● Exercise task 1:
Translate this sentence from the article on Götz Friedrich's Tristan and Isolde into Spanish: "Friedrich works very closely with his designers."
● Exercise task 2:
From the article on Götz Friedrich's Tristan and Isolde, return everything from "The problem arose" down to "much more acute.", copied character for character.

● Reading passage:
On Götz Friedrich’s new Tristan and Isolde

Posted on 25th June 2019 Under Writing

On Götz Friedrich’s new Tristan and Isolde – Deutsches Oper Berlin

Johan Engels in Scenaria magazine, 1980

Act One: Just before arriving at Cornwall

This new production of Götz Friedrich of Tristan and Isolde is being awaited with tremendous excitement, not only because Friedrich is today considered one of the interpreters of Wagner, but also because he is to become the new Intendant of the Deutsches Oper from 1981. Götz Friedrich explains Tristan and Isolde as an “extreme climax in human relationships, on the terribly fine edge between life and death; where one can just as easily plunge into life as into death; accompanied by music that is so sad, so painful that it no longer hurts …” It is often questioned how performable this opera actually is and whether it should not only be performed musically. Friedrich, however, immediately points out Wagner’s inscription: “Tristan und Isolde, eine Handling in Drei Arten,” (AUFZÜGEN) despite the fact that it probably has the most static plot. The action (Handling) referred to here is more inwardly directed: the “action”, for instance, of sorrow and love’s ecstasy. Friedrich’s new Tristan relies heavily on the concept of light and dark, day and night, stark reality opposed to the “Utopian Dream.” Night and darkness blots out the harshness of reality, plays host to the “gloriously sublime.” In Act Three Tristan refers to:

          Daylight falsely bright and golden

          Its eye wakes my brain

          To fraud and delusion…

opposed to:

          The holy night

          Where forever

          Solely true

          Love and rapture awaits.

The sets for the new production have been designed by Gunther Schneider-Siemsen and the costumes by Inge Justin. Friedrich works very closely with his designers. The ideal result of the collaboration he says, would be a complete blend of their ideas, so that neither could remember whose idea was which. The designer is the visual Dramaturg; and the starting point for their search for the production concept is the simple question, where and when is the piece taking place?

The problem arose whether to realise on stage, the “Utopian dream-world” which was created in the minds of Tristan and Isolde, or whether to approach it more concretely, and from which level the lovers would then be transported into another plane. The latter approach was taken and as a result in production, Friedrich succeeds in making the contrast between dream and reality so much more acute.

Act One is a simple multi-leveled ship deck, surrounded by ropes that tie up to a non-existent mast, against a dark and turbulent sky, beautifully created by means of projectors.

● Given material:
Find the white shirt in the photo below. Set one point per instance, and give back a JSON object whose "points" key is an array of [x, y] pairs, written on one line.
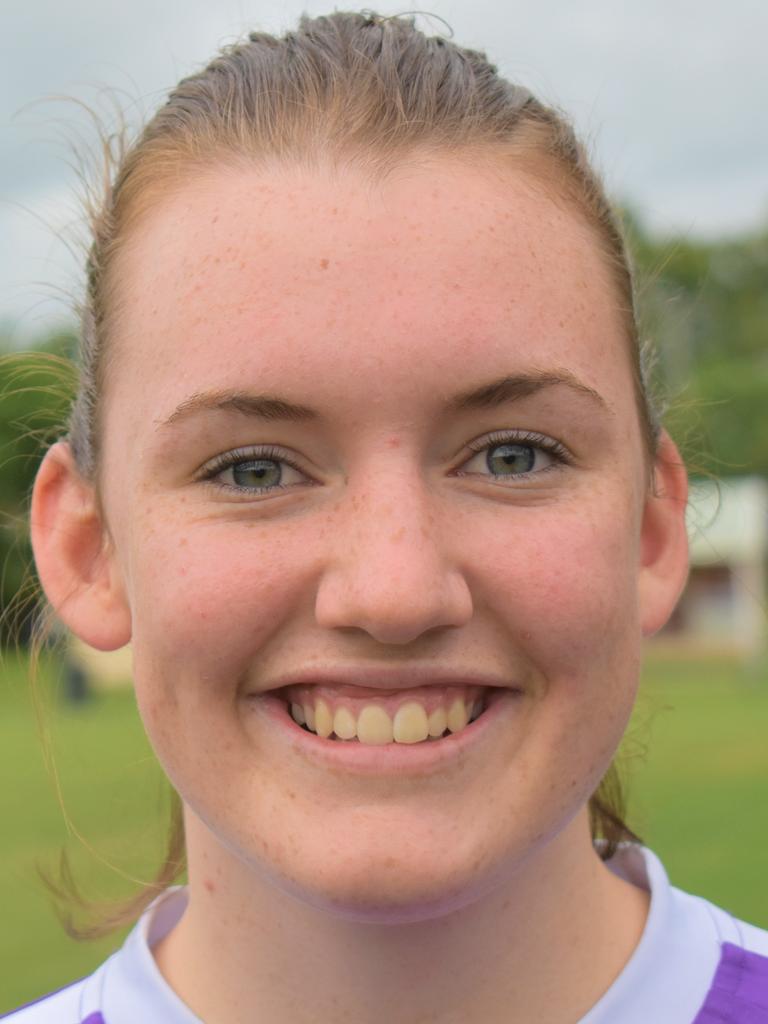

● Exercise result 1:
Friedrich trabaja muy estrechamente con sus diseñadores.

● Exercise result 2:
The problem arose whether to realise on stage, the “Utopian dream-world” which was created in the minds of Tristan and Isolde, or whether to approach it more concretely, and from which level the lovers would then be transported into another plane. The latter approach was taken and as a result in production, Friedrich succeeds in making the contrast between dream and reality so much more acute.